_EXERCÍCIO PROPOSTO_
Diga se cada afirmação abaixo está de acordo com o texto sobre o filme A Camareira, respondendo sim ou não e citando as palavras do texto que decidem a questão. (a) Sophie Calle trabalhou seis meses como camareira em um hotel de Veneza. (b) A Camareira é o primeiro longa-metragem de Lila Avilés. (c) O roteiro do filme foi escrito em parceria com Juan Carlos Márquez.

‘México tem histórias incríveis a cada esquina’, diz diretora de ‘A Camareira’

Em 1981, a fotógrafa e artista plástica francesa Sophie Calle passou três meses trabalhando como camareira em um hotel de Veneza, na Itália. O resultado da experiência foi o livro Hotel, no qual tirou fotografias de roupas, objetos e lixo deixados pelos hóspedes para imaginar quem eram aquelas pessoas e que tipo de vida levavam.

Este livro é a grande inspiração de A Camareira, filme da mexicana Lila Avilés que estreia nos cinemas brasileiros nesta quinta-feira (14). Em seu primeiro longa-metragem, a diretora adaptou uma peça que escrevera a partir das fotos de Calle e de sua própria pesquisa e convivência com camareiras de hotéis. No centro do roteiro, desenvolvido em parceria com Juan Carlos Márquez, está Eve (Gabriela Cartol, muito bem no papel), a reservada funcionária de um hotel mexicano de luxo.

Dados de anotação da localização de objetos:
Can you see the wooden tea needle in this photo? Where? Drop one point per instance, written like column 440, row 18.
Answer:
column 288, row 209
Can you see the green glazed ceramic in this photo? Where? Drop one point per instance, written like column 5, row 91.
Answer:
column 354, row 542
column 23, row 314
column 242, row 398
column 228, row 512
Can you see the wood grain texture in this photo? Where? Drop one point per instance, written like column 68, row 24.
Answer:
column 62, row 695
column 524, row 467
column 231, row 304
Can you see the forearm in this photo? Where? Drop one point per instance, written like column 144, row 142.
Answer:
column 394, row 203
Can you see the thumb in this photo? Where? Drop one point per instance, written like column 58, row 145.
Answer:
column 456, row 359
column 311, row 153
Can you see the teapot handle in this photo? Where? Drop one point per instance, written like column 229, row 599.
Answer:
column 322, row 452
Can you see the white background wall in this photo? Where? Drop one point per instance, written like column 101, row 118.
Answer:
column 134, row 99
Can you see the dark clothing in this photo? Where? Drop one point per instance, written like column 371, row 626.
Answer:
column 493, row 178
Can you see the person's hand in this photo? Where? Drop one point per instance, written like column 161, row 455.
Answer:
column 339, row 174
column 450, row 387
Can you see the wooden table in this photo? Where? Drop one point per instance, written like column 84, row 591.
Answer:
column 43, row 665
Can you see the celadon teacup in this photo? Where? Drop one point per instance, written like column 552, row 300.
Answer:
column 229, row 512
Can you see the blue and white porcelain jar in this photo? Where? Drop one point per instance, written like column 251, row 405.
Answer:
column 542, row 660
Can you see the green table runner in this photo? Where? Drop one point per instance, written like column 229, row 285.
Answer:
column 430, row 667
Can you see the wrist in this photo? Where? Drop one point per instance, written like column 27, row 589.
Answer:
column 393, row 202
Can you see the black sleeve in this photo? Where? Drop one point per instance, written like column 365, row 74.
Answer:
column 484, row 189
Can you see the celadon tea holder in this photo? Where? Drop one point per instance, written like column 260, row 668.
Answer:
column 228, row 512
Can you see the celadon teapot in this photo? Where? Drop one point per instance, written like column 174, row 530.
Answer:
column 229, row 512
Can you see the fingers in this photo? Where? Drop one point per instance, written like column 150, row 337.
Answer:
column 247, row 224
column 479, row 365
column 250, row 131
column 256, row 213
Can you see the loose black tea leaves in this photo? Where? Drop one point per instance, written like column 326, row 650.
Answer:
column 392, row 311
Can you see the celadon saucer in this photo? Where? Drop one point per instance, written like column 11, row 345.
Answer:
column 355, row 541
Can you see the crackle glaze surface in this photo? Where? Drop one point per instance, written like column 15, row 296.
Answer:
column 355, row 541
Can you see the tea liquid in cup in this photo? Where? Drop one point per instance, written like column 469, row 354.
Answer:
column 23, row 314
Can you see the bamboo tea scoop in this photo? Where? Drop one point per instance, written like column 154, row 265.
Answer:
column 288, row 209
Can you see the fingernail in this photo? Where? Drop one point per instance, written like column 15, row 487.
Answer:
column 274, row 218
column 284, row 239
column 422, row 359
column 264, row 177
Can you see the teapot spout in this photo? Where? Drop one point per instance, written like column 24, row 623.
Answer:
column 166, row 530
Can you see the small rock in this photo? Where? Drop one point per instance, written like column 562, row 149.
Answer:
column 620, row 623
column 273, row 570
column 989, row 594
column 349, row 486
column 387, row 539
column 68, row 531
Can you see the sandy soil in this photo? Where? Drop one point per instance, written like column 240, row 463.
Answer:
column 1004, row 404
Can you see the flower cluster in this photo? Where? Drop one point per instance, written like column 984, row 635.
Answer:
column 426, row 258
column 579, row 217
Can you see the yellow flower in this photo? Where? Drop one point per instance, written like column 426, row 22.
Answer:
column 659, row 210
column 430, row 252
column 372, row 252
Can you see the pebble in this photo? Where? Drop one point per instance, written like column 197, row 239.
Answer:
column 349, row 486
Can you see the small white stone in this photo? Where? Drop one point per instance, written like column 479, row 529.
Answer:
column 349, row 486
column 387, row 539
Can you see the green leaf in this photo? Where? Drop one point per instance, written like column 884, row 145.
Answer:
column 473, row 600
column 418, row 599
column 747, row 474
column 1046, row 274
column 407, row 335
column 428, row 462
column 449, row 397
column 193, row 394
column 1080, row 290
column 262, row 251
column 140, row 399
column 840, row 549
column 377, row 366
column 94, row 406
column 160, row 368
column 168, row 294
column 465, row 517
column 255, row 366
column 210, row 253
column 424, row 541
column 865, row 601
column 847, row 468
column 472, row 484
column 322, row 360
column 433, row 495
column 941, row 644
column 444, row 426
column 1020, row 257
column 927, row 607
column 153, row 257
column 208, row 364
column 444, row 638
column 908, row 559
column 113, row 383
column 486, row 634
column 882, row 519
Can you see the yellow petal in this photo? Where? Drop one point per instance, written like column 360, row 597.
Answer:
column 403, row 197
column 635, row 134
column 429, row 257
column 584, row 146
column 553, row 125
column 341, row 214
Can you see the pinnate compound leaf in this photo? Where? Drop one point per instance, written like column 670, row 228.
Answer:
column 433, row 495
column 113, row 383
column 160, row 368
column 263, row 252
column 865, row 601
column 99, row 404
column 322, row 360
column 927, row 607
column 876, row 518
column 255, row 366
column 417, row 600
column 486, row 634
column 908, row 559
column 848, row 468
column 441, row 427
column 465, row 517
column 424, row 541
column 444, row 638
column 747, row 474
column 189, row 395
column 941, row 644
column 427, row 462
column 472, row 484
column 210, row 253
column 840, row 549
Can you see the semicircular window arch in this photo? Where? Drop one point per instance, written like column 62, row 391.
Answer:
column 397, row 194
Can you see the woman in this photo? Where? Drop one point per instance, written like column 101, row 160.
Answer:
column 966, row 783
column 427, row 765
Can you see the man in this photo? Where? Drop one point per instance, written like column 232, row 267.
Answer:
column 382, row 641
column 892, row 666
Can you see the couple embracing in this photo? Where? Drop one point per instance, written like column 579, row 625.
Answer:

_RESPOSTA_
(a) Não: "passou três meses trabalhando como camareira em um hotel de Veneza".
(b) Sim: "Em seu primeiro longa-metragem, a diretora adaptou uma peça".
(c) Sim: "No centro do roteiro, desenvolvido em parceria com Juan Carlos Márquez".